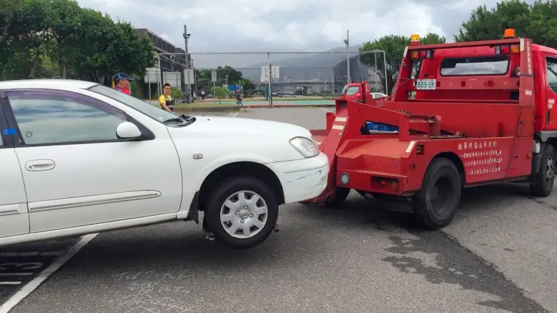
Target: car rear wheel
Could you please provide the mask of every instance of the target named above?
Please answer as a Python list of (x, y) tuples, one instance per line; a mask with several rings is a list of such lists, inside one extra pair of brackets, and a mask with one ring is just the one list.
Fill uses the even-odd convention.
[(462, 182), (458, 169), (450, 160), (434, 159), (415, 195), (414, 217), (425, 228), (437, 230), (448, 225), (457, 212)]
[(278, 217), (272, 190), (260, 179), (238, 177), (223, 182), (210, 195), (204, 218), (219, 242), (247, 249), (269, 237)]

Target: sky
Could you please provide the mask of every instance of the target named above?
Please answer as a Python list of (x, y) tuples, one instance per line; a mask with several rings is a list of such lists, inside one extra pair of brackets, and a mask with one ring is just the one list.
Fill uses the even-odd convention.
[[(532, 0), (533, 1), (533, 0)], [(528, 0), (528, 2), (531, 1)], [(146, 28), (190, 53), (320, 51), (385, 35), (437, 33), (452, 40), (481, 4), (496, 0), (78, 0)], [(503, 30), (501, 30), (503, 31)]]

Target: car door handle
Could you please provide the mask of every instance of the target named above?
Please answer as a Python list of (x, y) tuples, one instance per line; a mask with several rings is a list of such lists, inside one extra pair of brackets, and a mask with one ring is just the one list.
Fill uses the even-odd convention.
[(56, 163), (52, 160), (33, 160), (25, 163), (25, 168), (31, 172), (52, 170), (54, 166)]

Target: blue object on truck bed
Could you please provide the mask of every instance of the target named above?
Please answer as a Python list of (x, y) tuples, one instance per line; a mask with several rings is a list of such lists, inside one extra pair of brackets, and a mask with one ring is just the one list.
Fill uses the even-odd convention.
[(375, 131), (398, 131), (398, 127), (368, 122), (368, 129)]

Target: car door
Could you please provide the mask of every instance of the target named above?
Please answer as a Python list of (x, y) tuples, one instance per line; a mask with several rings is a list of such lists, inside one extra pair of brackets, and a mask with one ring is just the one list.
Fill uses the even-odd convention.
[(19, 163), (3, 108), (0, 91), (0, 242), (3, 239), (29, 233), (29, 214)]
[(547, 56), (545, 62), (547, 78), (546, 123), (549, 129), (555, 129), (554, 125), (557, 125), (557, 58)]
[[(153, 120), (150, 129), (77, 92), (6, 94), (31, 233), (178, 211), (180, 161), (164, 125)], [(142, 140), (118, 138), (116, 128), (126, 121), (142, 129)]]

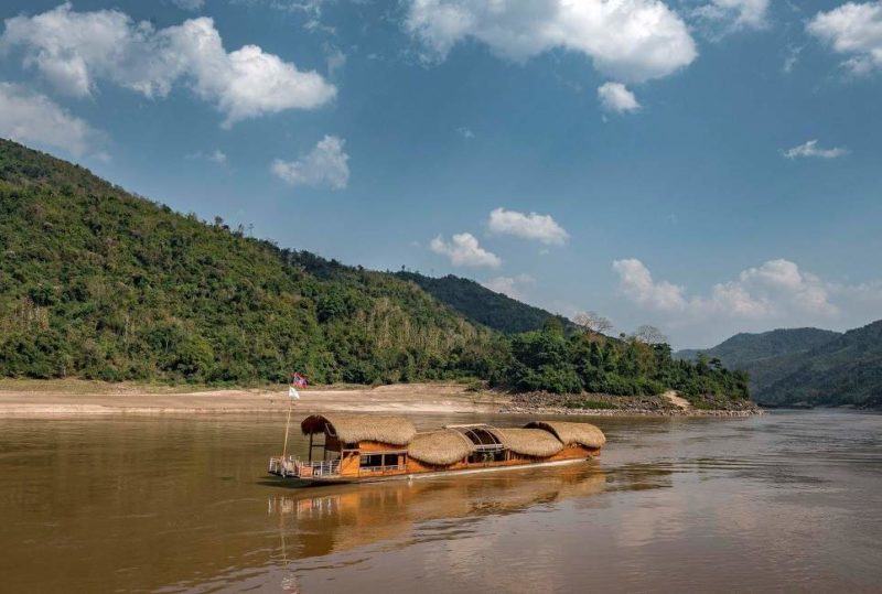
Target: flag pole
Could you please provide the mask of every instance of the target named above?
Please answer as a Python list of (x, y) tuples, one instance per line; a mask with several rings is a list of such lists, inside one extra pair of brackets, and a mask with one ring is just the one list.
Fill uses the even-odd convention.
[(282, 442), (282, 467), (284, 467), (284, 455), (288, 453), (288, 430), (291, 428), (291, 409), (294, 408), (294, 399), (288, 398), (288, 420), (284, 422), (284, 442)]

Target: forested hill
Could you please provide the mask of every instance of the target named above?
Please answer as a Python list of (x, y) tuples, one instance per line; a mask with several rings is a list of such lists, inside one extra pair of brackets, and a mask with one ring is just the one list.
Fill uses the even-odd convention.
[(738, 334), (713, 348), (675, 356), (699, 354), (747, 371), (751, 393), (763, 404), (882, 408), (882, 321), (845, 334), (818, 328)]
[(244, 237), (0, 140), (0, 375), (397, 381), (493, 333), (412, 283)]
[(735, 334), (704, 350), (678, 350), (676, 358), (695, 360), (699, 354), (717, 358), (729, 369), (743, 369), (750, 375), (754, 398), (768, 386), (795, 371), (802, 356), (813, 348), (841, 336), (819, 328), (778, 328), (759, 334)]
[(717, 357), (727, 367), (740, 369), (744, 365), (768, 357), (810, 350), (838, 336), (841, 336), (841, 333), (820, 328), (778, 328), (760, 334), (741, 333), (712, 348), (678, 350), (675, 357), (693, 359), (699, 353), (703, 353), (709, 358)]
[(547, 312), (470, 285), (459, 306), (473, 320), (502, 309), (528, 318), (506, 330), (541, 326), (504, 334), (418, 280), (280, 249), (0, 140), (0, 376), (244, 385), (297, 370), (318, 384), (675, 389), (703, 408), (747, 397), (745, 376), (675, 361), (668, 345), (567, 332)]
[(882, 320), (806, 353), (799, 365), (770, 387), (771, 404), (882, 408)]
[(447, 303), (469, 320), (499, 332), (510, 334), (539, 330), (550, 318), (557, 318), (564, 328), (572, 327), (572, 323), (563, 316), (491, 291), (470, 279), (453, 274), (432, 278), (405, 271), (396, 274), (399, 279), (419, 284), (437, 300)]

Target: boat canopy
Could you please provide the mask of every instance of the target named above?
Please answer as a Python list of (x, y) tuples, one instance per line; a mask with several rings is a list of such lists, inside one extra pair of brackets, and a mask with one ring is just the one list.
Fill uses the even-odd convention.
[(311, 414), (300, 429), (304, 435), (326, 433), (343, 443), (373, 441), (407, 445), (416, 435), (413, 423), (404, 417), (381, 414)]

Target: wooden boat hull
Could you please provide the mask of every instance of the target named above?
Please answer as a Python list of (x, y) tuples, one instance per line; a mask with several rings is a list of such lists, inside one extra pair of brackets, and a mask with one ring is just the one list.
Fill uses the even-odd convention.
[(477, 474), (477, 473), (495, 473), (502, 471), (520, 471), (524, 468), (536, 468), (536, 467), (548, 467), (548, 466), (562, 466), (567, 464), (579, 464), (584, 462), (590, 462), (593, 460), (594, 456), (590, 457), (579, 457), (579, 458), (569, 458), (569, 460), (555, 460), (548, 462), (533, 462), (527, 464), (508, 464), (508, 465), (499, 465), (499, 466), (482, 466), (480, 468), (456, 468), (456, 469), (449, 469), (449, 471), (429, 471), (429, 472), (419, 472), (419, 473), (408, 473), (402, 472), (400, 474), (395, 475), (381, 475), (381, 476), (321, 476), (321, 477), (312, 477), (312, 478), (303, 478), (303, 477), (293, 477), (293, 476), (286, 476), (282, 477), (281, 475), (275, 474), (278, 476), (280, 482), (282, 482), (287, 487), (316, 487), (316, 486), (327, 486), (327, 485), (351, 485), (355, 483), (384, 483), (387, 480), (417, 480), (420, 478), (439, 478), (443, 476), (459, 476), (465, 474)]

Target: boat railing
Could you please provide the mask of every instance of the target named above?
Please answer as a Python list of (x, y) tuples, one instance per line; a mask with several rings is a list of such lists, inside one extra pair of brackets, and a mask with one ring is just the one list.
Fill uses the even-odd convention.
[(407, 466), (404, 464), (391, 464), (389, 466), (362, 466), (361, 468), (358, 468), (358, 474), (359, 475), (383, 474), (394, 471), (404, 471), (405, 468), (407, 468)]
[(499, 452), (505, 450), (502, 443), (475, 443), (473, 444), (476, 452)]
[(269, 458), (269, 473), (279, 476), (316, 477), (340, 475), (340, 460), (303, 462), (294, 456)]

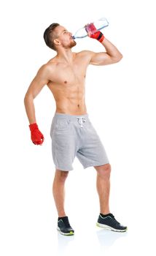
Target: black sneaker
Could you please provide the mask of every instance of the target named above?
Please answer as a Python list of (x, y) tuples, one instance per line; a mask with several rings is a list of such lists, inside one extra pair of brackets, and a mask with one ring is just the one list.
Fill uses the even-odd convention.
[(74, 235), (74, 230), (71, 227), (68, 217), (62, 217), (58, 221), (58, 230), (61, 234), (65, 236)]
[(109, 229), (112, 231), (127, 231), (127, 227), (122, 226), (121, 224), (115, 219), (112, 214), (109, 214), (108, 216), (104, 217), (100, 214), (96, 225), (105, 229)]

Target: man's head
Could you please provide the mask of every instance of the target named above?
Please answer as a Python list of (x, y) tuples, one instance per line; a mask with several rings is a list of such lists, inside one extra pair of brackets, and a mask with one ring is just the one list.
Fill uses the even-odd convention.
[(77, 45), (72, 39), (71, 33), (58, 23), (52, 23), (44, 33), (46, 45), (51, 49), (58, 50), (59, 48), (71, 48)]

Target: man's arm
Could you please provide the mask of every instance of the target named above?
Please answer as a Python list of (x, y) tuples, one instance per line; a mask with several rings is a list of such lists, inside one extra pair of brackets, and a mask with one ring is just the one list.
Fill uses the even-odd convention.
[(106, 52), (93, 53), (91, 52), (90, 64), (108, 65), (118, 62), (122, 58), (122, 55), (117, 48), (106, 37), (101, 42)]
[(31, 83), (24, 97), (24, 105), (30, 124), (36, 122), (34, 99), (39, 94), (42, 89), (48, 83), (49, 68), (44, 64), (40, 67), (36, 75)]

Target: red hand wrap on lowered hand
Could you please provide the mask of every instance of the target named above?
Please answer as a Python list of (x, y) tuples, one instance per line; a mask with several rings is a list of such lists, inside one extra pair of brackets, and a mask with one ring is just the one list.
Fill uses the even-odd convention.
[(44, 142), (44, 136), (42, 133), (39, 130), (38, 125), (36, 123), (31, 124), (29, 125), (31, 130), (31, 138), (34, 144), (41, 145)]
+++
**THE TASK**
The lines to reproduce run from the one that contains "Target: red hand wrap on lowered hand" through the last line above; copy them exactly.

**THE COMPLETED TASK**
Target: red hand wrap on lowered hand
Could you please provide the mask of every instance of the target named above?
Please answer as a Python list of (x, y) tuples, one instance per line; a mask with several rings is a list of such lists, inside one extra pair of brackets, and a mask with one ring is just the one list.
Fill uses the even-odd convention.
[(44, 142), (44, 136), (42, 133), (39, 130), (38, 125), (36, 123), (31, 124), (29, 125), (31, 130), (31, 138), (34, 144), (41, 145)]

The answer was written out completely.